● **Activity**: Set down every record below exactly as it stands, leaving out the pictures.

Point localization data:
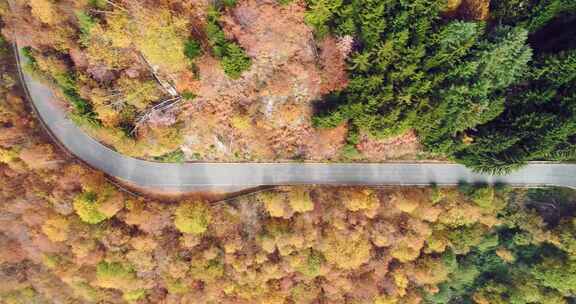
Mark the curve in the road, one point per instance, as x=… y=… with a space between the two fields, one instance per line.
x=187 y=177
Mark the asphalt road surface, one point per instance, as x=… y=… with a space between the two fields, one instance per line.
x=186 y=177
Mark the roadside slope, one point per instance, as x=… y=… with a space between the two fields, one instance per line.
x=187 y=177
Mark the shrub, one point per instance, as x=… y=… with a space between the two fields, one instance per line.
x=232 y=57
x=115 y=275
x=86 y=206
x=56 y=229
x=134 y=295
x=192 y=49
x=192 y=217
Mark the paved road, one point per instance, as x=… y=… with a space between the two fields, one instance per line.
x=235 y=176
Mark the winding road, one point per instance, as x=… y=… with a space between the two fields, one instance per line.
x=188 y=177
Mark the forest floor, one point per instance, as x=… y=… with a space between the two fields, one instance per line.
x=266 y=114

● **Answer for this exercise**:
Mark the curve in the road, one point per instance, as x=… y=… with a space between the two fields, one instance per line.
x=187 y=177
Mark the asphalt road surface, one point per instance, as x=… y=… with a space between the two fields, one instance per line.
x=186 y=177
Mark the roadside slope, one point per instance, as x=… y=… with a space between the two fields, one instance per line.
x=187 y=177
Mark the shrub, one point per instance, as x=… y=… with a space between the two fields, one instance per line.
x=232 y=57
x=115 y=275
x=86 y=206
x=56 y=229
x=134 y=295
x=192 y=49
x=192 y=217
Mark the paved road, one point per instance, as x=… y=… with a space between the two fields, one instance per line.
x=235 y=176
Mark the winding road, one point per instance, as x=… y=… with a space between the two fields, one instance per line.
x=188 y=177
Mark the forest floor, one point per instance, as x=… y=… with a space between the two fields, one instance per line.
x=266 y=114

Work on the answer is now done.